▸ FRAGMENTO ORIGINAL:
◆ ◆ ◆ ◆ ◆ ◆ ◆

Todos los valores que mencionas están dentro de lo que es *"Aceptable"*


----------



## Druchi (Feb 9, 2016)

Gracias Fogonazo.
Y por ejemplo con qué valor habría que cambiar el de 47 y el de 3300?

Otra cosa. Hay quien dice que algunos plasma al encenderlos es normal que la imagen aparezca oscura, parpadee o salga con puntos de colores durante unos instantes, hasta que se calienta el gas de las celdas. No estoy puesto en la tecnología plasma, y no he tenido la oportunidad de ver encender uno, así que no se como va el tema. Es cierto eso?


----------



## sergiot (Feb 10, 2016)

Mas allá de la demora en el encendido de las pantallas de plasma, no creo que esa mancha negra sea normal, yo he visto muy pocos y creo, que a estas alturas, ya no debe quedar ninguno funcionando.


----------



## Druchi (Feb 10, 2016)

sergiot dijo:


> Mas allá de la demora en el encendido de las pantallas de plasma, no creo que esa mancha negra sea normal, yo he visto muy pocos y creo, que a estas alturas, ya no debe quedar ninguno funcionando.



La mancha negra de la foto ya desapareció, ahora se ve bien, salvo eso que digo que al encenderla tarda unos instantes en verse bien la imagen.


----------



## Pinchavalvulas (Feb 10, 2016)

Buenas.
Quizás está empezando a "agotarse" la pantalla.

Yo tenía un jefe que, su plasma tenía que verlo con poca luz ambiente, tenía poco brillo y no había mas que hacer.

Por la experiencia de lo que entraba en taller, la mayoría de los plasmas (de una marca en concreto) con 3-4 años habían perdido bastante brillo.
La casa cambiaba pantalla completa en garantía, fuera garantía se desentendía. Al poco dejó de fabricar plasma y mejoró tft, lcd, etc.




> Lo siguiente lo negaré ante un juez.
> Un comercial de una marca mundialmente conocida (que empieza por s y termina por y) me comentó:
> La vida media de los plasma que estamos vendiendo es de unos 4 ó 5 años. Pero claro hay que venderlos como el mejor aparato del mundo.Y de lo mas caro



Saludos.


----------



## Druchi (Feb 10, 2016)

Pinchavalvulas dijo:


> Buenas.
> Quizás está empezando a "agotarse" la pantalla.
> 
> Yo tenía un jefe que, su plasma tenía que verlo con poca luz ambiente, tenía poco brillo y no había mas que hacer.

◆ ◆ ◆ ◆ ◆ ◆ ◆

▸ EXTRACTO DE DATOS:
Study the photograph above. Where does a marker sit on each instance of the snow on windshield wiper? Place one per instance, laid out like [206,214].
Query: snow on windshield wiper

◆ ◆ ◆ ◆ ◆ ◆ ◆

▸ CONSIGNA ESCRITA 1: Enumera los efectos que, según lo que alguien dice en el hilo sobre plasmas, es normal que muestre la imagen de algunos de estos televisores al encenderlos.
▸ CONSIGNA ESCRITA 2: Según el comercial citado en el hilo sobre plasmas, ¿cuál es la vida media de los plasmas que estaban vendiendo?

▸ RESPUESTA DESARROLLADA 1: La imagen aparece oscura, parpadea o sale con puntos de colores durante unos instantes.

▸ RESPUESTA DESARROLLADA 2: Unos 4 o 5 años.